▶ _Referring expression data_:
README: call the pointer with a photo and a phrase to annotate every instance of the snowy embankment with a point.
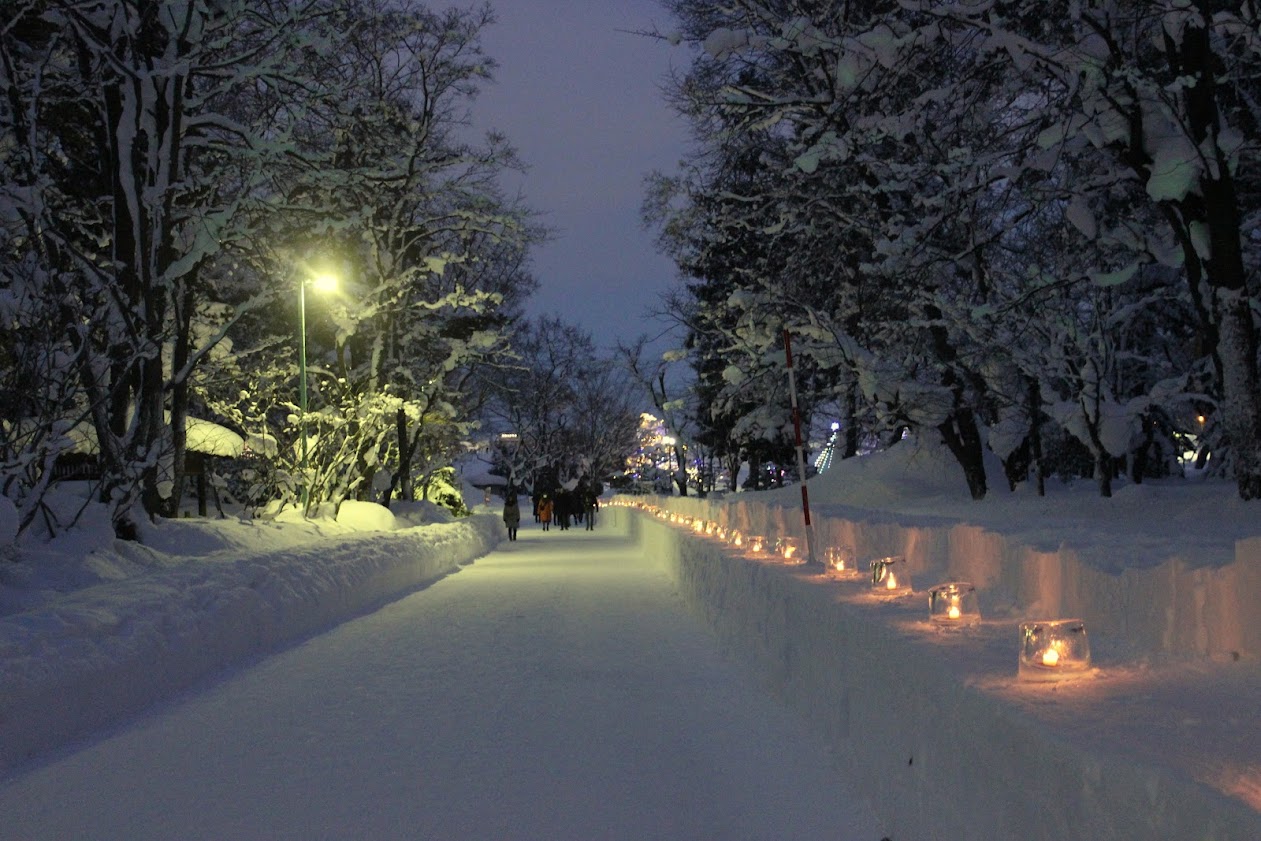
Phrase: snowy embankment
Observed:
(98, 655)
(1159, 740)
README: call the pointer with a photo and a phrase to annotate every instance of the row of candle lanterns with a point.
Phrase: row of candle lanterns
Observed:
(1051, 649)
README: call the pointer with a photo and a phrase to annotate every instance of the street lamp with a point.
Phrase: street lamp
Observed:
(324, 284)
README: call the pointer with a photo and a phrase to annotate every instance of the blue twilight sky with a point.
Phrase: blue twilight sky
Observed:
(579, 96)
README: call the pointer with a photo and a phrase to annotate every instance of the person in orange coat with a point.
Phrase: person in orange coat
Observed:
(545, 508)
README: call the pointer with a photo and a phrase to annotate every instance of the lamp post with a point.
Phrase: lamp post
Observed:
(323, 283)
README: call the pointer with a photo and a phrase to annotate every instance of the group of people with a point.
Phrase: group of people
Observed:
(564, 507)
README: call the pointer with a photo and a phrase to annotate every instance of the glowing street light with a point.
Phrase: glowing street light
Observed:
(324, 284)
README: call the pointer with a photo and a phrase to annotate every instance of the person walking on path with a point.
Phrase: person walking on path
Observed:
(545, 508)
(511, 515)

...

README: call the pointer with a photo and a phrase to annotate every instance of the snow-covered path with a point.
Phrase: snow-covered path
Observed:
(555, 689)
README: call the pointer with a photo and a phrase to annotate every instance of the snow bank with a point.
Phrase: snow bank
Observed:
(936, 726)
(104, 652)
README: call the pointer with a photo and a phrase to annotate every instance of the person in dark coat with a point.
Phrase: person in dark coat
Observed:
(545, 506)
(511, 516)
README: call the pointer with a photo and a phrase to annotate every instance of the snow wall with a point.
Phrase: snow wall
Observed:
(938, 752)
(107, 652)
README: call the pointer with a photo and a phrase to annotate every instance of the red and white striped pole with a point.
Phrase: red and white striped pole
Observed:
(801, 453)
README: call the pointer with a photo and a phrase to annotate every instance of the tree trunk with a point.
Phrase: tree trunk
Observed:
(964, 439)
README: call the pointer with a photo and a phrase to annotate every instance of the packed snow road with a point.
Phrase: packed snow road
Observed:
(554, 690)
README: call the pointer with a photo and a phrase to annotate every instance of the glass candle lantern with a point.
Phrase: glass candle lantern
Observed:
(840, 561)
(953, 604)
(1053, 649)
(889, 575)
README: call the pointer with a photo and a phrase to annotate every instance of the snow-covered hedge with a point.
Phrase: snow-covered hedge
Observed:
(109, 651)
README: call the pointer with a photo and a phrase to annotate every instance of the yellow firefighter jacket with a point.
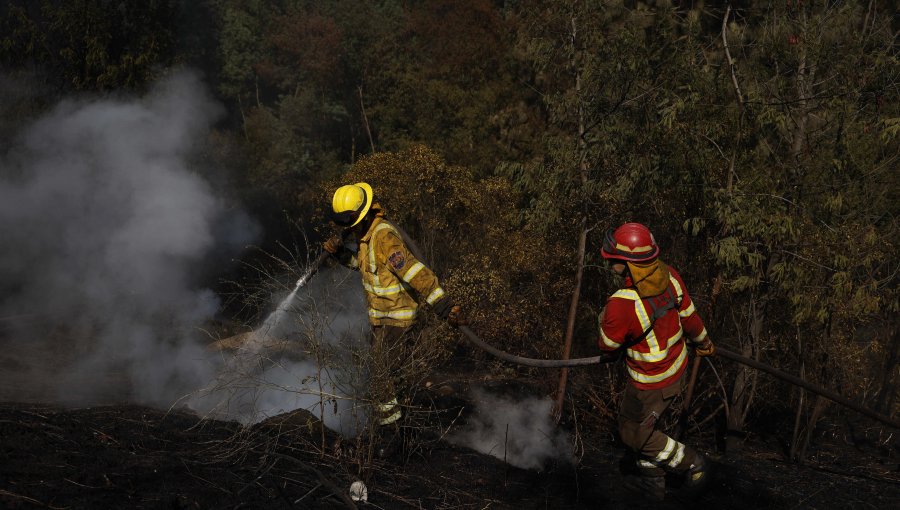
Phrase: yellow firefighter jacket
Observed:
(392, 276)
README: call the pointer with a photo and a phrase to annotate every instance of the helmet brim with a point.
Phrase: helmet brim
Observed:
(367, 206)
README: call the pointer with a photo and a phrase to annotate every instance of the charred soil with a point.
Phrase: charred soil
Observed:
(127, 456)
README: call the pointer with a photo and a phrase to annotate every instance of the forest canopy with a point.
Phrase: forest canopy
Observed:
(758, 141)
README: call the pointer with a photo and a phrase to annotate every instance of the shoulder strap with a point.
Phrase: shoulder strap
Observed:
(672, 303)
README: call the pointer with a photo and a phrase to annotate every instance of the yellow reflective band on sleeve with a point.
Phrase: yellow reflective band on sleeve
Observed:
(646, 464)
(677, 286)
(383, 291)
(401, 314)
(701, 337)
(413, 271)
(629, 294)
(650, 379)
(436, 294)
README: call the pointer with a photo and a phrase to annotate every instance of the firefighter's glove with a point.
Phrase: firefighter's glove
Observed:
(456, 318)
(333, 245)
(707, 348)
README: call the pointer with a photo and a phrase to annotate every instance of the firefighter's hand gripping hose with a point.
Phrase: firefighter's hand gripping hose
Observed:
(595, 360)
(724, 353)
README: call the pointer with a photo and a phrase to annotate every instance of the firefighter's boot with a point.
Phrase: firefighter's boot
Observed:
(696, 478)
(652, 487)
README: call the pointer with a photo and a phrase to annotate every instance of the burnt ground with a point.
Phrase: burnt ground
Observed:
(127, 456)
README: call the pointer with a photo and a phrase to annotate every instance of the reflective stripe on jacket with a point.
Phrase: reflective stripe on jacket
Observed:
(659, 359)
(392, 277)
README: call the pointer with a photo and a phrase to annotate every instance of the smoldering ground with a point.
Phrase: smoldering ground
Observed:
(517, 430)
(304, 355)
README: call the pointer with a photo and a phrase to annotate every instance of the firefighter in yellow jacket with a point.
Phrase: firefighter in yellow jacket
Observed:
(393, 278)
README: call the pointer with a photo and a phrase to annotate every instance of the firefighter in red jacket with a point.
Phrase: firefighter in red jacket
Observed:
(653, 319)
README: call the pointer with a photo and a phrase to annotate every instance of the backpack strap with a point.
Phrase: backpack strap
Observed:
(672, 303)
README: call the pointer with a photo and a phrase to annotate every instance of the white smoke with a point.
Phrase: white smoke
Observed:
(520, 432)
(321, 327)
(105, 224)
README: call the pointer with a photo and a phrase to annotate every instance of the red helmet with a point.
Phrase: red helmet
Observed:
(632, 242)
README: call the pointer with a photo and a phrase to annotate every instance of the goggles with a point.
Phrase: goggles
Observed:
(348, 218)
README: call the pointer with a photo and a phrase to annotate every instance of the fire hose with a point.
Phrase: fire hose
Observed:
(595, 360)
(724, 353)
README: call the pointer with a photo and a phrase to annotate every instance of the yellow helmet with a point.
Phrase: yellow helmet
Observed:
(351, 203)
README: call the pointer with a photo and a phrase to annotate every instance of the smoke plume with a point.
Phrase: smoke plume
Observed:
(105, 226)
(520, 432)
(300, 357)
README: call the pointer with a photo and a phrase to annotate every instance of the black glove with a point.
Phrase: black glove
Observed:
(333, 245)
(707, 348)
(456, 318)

▶ _PROMPT_: Using the records above, list each line that includes "ground".

▶ _RESPONSE BELOW_:
README: call the pointer with a photo and a phrase to annotate every instance of the burnt ground with a point.
Phrase: burnt ground
README: call the pointer with a photo and a phrase to annotate every instance of the smoldering ground with a point.
Phrase: smoldering ground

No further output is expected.